Exercise objective:
Return every record below exactly as written, but leave out the pictures.

Dataset records:
** start **
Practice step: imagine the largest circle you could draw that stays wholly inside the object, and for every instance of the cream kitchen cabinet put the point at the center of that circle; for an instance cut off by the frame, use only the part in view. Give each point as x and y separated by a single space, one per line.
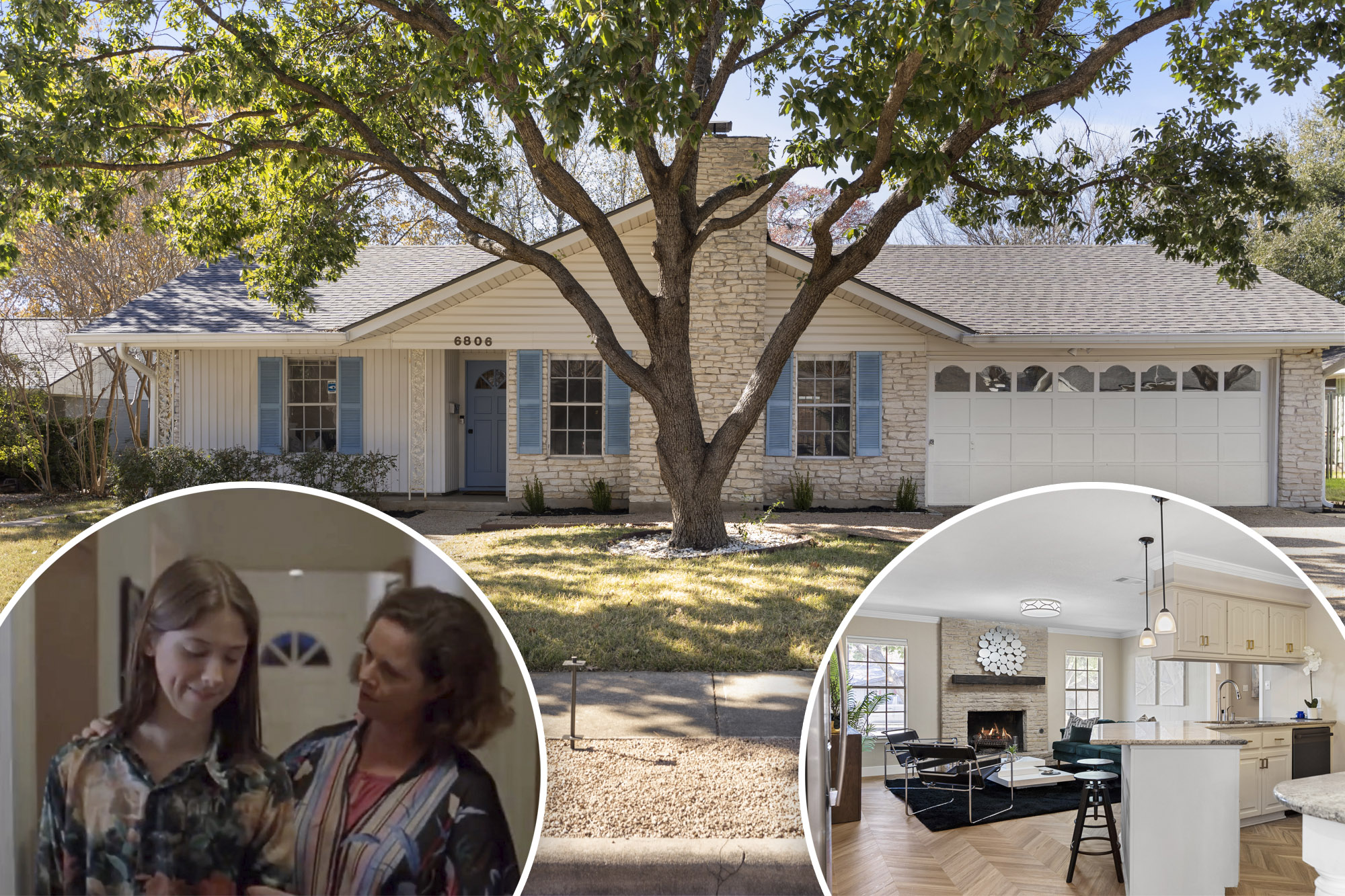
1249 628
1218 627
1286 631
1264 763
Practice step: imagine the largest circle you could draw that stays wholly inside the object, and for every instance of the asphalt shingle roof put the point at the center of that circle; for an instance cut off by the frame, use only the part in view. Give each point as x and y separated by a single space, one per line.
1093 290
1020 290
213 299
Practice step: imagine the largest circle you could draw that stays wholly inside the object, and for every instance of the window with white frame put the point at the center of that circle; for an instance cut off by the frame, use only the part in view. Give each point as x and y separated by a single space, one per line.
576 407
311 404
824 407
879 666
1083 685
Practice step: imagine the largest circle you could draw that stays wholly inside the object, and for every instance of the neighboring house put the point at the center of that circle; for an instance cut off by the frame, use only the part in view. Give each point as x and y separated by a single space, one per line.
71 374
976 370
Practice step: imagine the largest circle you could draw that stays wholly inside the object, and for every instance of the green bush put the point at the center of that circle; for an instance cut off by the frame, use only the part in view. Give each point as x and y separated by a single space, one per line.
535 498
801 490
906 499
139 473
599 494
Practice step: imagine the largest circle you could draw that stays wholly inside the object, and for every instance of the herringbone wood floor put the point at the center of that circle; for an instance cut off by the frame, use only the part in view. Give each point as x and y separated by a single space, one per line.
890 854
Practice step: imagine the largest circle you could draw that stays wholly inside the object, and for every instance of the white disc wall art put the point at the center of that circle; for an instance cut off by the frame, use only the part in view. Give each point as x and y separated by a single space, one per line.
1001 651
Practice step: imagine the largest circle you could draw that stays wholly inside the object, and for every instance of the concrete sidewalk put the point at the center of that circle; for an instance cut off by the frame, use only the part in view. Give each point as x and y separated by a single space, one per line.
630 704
** end **
Answer below:
Practice step: imagine the largest circle you could draw that stays wholly inside the object, and for every instance of the cream kitchen cabinet put the point at the center of that circle; for an instance cut off by the frame, use only the part in view. Give each point as x and y separated by a single space, one per line.
1249 628
1218 627
1286 631
1264 763
Practice step: imagine the largest circle you could draw that stays wholly inside the object, and for every instance of the asphalt shingle roof put the point at the center of that circle; for an instance cut off by the frame, use only the part in view. Give each point as x and y separated by a single space, one per line.
1093 290
1020 290
213 299
Practice step: imagine the largest circle you could draw that stays wholly inside the object, and for every instance of the window with white frame put the point at the center of that circle; for an instance cut off by the frame, use only the part in view. Give each point as x and y separated by a single space, one per line.
576 407
311 404
824 407
879 666
1083 685
Practice step: imagine the largest circle you could draw that stays wholly inside the object, and for every instance of the neighboring house put the point at the center of that circle; for an instance cut off by the frame, use only the part in view. Give each point as x and y separated by a single space, one per line.
71 374
976 370
Practice step: imagine the largest circle you could draw that stays wholly inside the object, and for every instance of the green bush put the point at the center of that circle; for an instance cut off by the frame, use only the part in view. Give each point as x and y separated by a single space, one per line.
535 498
801 490
906 499
139 473
599 494
Practice step: imagine the largest circle you could draw that stays wholly inside the object, and for every instance of the herringbone wood floor put the point at the center of that circle; for an instance cut off by the frame, use only the part in view. Give each point as x and y separated by a single space, one per line.
890 854
Practice step: imagine the largest circle you could draw that stays wholly inside the object, and for every instance of the white disc wall art put the point at the center of that circle; for an instance cut off by the frame, use only the part in view. Give each point as x and y separated by a single space, one per line.
1001 651
Practice step: imagine the largest circle you could draw that stays wholly inside the object, and for every instance of the concrete sidewalk put the point at the center of that circle; for an instance cut off by the frame, use only the part in view. Give each point as x and y separated by a single space, one per line.
630 704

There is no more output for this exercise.